* TEXT SEGMENT *
· · · · · · ·
Question: DESeq2 analysis design - different individuals for all samples
11 months ago
Maithê Barros wrote:

Hello,

I have to perform the differential gene expression analysis for 6 RNA-seq samples using DESeq2.

My colData looks like this:

      sample   tissue    horse
sample_60.bam  ex_vivo      1
sample_65.bam  ex_vivo      2
sample_75.bam  ex_vivo      3
sample_80.bam  in_vivo      4
sample_81.bam  in_vivo      5
sample_82.bam  in_vivo      6  

I have biopsies collected from live animals (in_vivo) and collected from animals slaughtered at an abattoir (ex_vivo), and I want to investigate the differences in gene expression between these two "tissue" groups.

However, there are 6 distinct individuals and I wanted to perform the analysis controlling for individuals. But the matrix is not full rank (when I tried design ~ tissue + horse). But there is no way of adding that extra ".n" to the colData to run a matrix.model because the individuals only appear once (horses 1 to 6).

I ran the analysis as:

library(GenomicAlignments)
bam_exp4 <-c("sample_60.bam", "sample_65.bam", "sample_75.bam", "sample_80.bam", "sample_81.bam", "sample_82.bam")

library(Rsamtools)
bamfiles <- BamFileList(bam_exp4)

library(GenomicFeatures)
txdb_exp4 <- makeTxDbFromGFF("Equus_caballus.EquCab2.89.gtf", format="gtf")
ebg_exp4 <- exonsBy(txdb_exp4, by="gene")
· · · · · · ·
* DATA SHOWN *
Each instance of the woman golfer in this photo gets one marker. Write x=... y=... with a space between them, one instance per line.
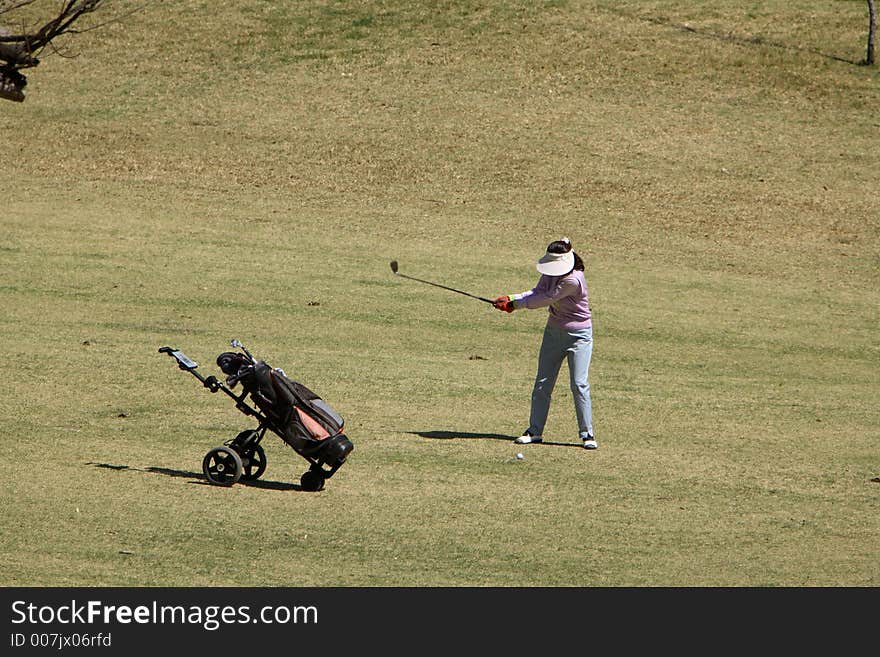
x=568 y=335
· · · · · · ·
* TASKS FOR THIS EXERCISE *
• 1. In the DESeq2 forum question, what problem occurred when the design ~ tissue + horse was tried?
• 2. Repeat the part of the DESeq2 forum question from "I have biopsies" up to and including "library(GenomicFeatures)".

* REPLIES *
• 1. The matrix was not full rank.

• 2.
I have biopsies collected from live animals (in_vivo) and collected from animals slaughtered at an abattoir (ex_vivo), and I want to investigate the differences in gene expression between these two "tissue" groups.

However, there are 6 distinct individuals and I wanted to perform the analysis controlling for individuals. But the matrix is not full rank (when I tried design ~ tissue + horse). But there is no way of adding that extra ".n" to the colData to run a matrix.model because the individuals only appear once (horses 1 to 6).

I ran the analysis as:

library(GenomicAlignments)
bam_exp4 <-c("sample_60.bam", "sample_65.bam", "sample_75.bam", "sample_80.bam", "sample_81.bam", "sample_82.bam")

library(Rsamtools)
bamfiles <- BamFileList(bam_exp4)

library(GenomicFeatures)